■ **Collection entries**
————

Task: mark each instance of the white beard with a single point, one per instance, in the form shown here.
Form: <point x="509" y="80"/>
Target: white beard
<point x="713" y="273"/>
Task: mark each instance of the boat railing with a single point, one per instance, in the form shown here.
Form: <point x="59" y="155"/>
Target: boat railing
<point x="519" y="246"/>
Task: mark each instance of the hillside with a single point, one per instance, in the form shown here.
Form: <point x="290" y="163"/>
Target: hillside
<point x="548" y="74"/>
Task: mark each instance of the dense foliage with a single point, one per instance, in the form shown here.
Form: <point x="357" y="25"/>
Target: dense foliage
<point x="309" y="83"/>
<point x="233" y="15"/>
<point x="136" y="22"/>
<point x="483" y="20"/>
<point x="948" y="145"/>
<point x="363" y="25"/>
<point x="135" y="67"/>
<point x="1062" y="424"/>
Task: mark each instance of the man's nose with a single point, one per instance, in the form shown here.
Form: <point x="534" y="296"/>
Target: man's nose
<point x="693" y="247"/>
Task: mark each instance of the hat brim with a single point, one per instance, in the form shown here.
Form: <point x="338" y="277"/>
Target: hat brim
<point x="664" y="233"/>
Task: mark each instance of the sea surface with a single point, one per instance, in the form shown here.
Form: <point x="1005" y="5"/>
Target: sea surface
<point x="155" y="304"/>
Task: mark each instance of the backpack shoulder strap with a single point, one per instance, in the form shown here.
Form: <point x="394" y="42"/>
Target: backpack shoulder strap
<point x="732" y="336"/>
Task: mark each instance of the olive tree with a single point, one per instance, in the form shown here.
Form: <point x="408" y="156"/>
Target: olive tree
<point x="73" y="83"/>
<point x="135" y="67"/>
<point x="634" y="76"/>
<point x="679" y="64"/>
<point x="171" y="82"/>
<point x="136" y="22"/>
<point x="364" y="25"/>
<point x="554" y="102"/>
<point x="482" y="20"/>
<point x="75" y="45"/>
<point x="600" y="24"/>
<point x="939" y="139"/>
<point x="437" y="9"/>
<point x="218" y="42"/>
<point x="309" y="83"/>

————

■ **What needs to be done**
Some lines of the records may hold the word "Task". How many do? Answer with a number and nothing else.

■ **Solution for this exercise**
9